Data
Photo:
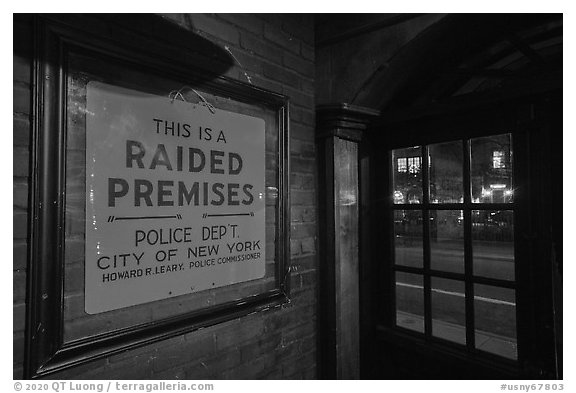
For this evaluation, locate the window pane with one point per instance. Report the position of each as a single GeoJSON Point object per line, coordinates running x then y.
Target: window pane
{"type": "Point", "coordinates": [491, 166]}
{"type": "Point", "coordinates": [408, 244]}
{"type": "Point", "coordinates": [495, 320]}
{"type": "Point", "coordinates": [448, 310]}
{"type": "Point", "coordinates": [447, 240]}
{"type": "Point", "coordinates": [493, 243]}
{"type": "Point", "coordinates": [409, 301]}
{"type": "Point", "coordinates": [446, 184]}
{"type": "Point", "coordinates": [407, 175]}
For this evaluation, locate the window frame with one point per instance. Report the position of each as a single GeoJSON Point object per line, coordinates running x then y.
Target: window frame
{"type": "Point", "coordinates": [426, 272]}
{"type": "Point", "coordinates": [55, 37]}
{"type": "Point", "coordinates": [413, 129]}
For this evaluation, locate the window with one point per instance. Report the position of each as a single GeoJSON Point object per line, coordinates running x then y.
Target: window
{"type": "Point", "coordinates": [402, 165]}
{"type": "Point", "coordinates": [498, 159]}
{"type": "Point", "coordinates": [453, 244]}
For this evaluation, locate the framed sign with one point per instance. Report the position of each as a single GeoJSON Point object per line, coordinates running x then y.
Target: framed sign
{"type": "Point", "coordinates": [160, 196]}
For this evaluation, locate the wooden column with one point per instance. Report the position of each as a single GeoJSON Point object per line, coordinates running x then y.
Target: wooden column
{"type": "Point", "coordinates": [339, 131]}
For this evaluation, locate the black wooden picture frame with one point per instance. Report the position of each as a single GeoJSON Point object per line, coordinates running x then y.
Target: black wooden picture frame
{"type": "Point", "coordinates": [55, 38]}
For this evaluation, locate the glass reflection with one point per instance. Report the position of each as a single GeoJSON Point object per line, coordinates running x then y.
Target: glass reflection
{"type": "Point", "coordinates": [495, 320]}
{"type": "Point", "coordinates": [407, 175]}
{"type": "Point", "coordinates": [491, 169]}
{"type": "Point", "coordinates": [447, 240]}
{"type": "Point", "coordinates": [448, 310]}
{"type": "Point", "coordinates": [446, 180]}
{"type": "Point", "coordinates": [409, 301]}
{"type": "Point", "coordinates": [408, 244]}
{"type": "Point", "coordinates": [493, 243]}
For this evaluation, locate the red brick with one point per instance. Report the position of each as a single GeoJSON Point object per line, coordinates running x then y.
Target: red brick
{"type": "Point", "coordinates": [20, 225]}
{"type": "Point", "coordinates": [303, 263]}
{"type": "Point", "coordinates": [300, 29]}
{"type": "Point", "coordinates": [302, 165]}
{"type": "Point", "coordinates": [301, 132]}
{"type": "Point", "coordinates": [19, 317]}
{"type": "Point", "coordinates": [299, 97]}
{"type": "Point", "coordinates": [307, 51]}
{"type": "Point", "coordinates": [302, 66]}
{"type": "Point", "coordinates": [18, 372]}
{"type": "Point", "coordinates": [280, 74]}
{"type": "Point", "coordinates": [21, 67]}
{"type": "Point", "coordinates": [295, 247]}
{"type": "Point", "coordinates": [18, 348]}
{"type": "Point", "coordinates": [215, 28]}
{"type": "Point", "coordinates": [274, 34]}
{"type": "Point", "coordinates": [308, 246]}
{"type": "Point", "coordinates": [20, 194]}
{"type": "Point", "coordinates": [266, 84]}
{"type": "Point", "coordinates": [20, 256]}
{"type": "Point", "coordinates": [21, 162]}
{"type": "Point", "coordinates": [263, 49]}
{"type": "Point", "coordinates": [245, 21]}
{"type": "Point", "coordinates": [303, 198]}
{"type": "Point", "coordinates": [301, 115]}
{"type": "Point", "coordinates": [21, 98]}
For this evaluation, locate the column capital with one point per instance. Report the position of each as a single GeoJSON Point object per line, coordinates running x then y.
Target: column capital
{"type": "Point", "coordinates": [343, 120]}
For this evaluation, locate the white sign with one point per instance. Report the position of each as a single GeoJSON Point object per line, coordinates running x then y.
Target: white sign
{"type": "Point", "coordinates": [174, 198]}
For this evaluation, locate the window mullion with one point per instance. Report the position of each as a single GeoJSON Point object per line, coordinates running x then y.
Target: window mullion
{"type": "Point", "coordinates": [468, 262]}
{"type": "Point", "coordinates": [426, 243]}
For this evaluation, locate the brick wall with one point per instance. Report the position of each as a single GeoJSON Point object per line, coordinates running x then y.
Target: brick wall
{"type": "Point", "coordinates": [276, 52]}
{"type": "Point", "coordinates": [21, 172]}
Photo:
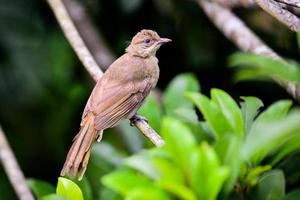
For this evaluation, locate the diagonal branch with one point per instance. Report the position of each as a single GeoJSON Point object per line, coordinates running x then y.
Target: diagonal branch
{"type": "Point", "coordinates": [284, 16]}
{"type": "Point", "coordinates": [91, 37]}
{"type": "Point", "coordinates": [88, 61]}
{"type": "Point", "coordinates": [236, 31]}
{"type": "Point", "coordinates": [13, 170]}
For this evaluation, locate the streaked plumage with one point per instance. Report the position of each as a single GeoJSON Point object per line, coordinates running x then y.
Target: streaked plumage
{"type": "Point", "coordinates": [118, 94]}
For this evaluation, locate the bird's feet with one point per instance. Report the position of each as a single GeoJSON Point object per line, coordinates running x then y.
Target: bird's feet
{"type": "Point", "coordinates": [136, 118]}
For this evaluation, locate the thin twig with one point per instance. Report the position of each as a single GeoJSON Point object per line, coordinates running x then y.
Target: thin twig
{"type": "Point", "coordinates": [235, 30]}
{"type": "Point", "coordinates": [13, 170]}
{"type": "Point", "coordinates": [91, 37]}
{"type": "Point", "coordinates": [236, 3]}
{"type": "Point", "coordinates": [284, 16]}
{"type": "Point", "coordinates": [293, 3]}
{"type": "Point", "coordinates": [74, 38]}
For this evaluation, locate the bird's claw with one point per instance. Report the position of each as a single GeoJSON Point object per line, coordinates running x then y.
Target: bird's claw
{"type": "Point", "coordinates": [136, 118]}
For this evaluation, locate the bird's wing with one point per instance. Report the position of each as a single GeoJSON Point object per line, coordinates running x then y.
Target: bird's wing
{"type": "Point", "coordinates": [112, 101]}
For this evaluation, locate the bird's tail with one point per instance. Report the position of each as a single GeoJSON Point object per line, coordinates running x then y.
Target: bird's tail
{"type": "Point", "coordinates": [79, 152]}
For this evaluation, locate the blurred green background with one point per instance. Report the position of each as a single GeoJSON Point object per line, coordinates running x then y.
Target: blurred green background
{"type": "Point", "coordinates": [43, 86]}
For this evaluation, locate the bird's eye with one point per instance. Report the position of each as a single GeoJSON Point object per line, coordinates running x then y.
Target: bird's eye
{"type": "Point", "coordinates": [147, 41]}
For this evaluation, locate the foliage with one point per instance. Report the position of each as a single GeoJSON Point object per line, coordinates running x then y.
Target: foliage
{"type": "Point", "coordinates": [252, 66]}
{"type": "Point", "coordinates": [233, 153]}
{"type": "Point", "coordinates": [43, 89]}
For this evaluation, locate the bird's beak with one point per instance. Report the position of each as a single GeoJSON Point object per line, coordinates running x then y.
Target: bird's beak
{"type": "Point", "coordinates": [164, 40]}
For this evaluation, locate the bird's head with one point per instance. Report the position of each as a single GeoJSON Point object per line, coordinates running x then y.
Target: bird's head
{"type": "Point", "coordinates": [145, 43]}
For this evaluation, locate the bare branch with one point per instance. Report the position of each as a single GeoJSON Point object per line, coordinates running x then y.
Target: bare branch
{"type": "Point", "coordinates": [235, 30]}
{"type": "Point", "coordinates": [293, 3]}
{"type": "Point", "coordinates": [236, 3]}
{"type": "Point", "coordinates": [149, 133]}
{"type": "Point", "coordinates": [91, 37]}
{"type": "Point", "coordinates": [74, 38]}
{"type": "Point", "coordinates": [282, 15]}
{"type": "Point", "coordinates": [89, 63]}
{"type": "Point", "coordinates": [13, 170]}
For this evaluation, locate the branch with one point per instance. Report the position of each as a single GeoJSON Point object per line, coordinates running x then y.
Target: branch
{"type": "Point", "coordinates": [91, 37]}
{"type": "Point", "coordinates": [235, 30]}
{"type": "Point", "coordinates": [74, 38]}
{"type": "Point", "coordinates": [293, 3]}
{"type": "Point", "coordinates": [236, 3]}
{"type": "Point", "coordinates": [282, 15]}
{"type": "Point", "coordinates": [88, 61]}
{"type": "Point", "coordinates": [13, 170]}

Task to complete
Return the lines above, from the one containing "For this evaluation, locate the bird's beak" to the end, exactly as they stand.

Solution for this problem
For this evaluation, locate the bird's beak with one point per instance. Report the position of each as a single GeoJSON Point object per line, coordinates running x then y.
Target: bird's beak
{"type": "Point", "coordinates": [164, 40]}
For this evaluation, locate the bird's head with one point per instance. Report the position of each as a single GeoJSON Point object per line, coordinates running x then y.
Target: bird's head
{"type": "Point", "coordinates": [145, 43]}
For this evaluation, locate the bare branch with one point per instance. Report the position of each as a single GeoJSON Point object per line, coordinates running x then y.
Target: bare branch
{"type": "Point", "coordinates": [235, 30]}
{"type": "Point", "coordinates": [293, 3]}
{"type": "Point", "coordinates": [236, 3]}
{"type": "Point", "coordinates": [149, 133]}
{"type": "Point", "coordinates": [91, 37]}
{"type": "Point", "coordinates": [74, 38]}
{"type": "Point", "coordinates": [282, 15]}
{"type": "Point", "coordinates": [89, 63]}
{"type": "Point", "coordinates": [13, 170]}
For this evaluation, locate the branch with one point per instance. Report the position of each as a single GeoJSON Point object per line, coordinates running x then y.
Target: branch
{"type": "Point", "coordinates": [91, 37]}
{"type": "Point", "coordinates": [235, 30]}
{"type": "Point", "coordinates": [74, 38]}
{"type": "Point", "coordinates": [293, 3]}
{"type": "Point", "coordinates": [236, 3]}
{"type": "Point", "coordinates": [282, 15]}
{"type": "Point", "coordinates": [88, 61]}
{"type": "Point", "coordinates": [13, 170]}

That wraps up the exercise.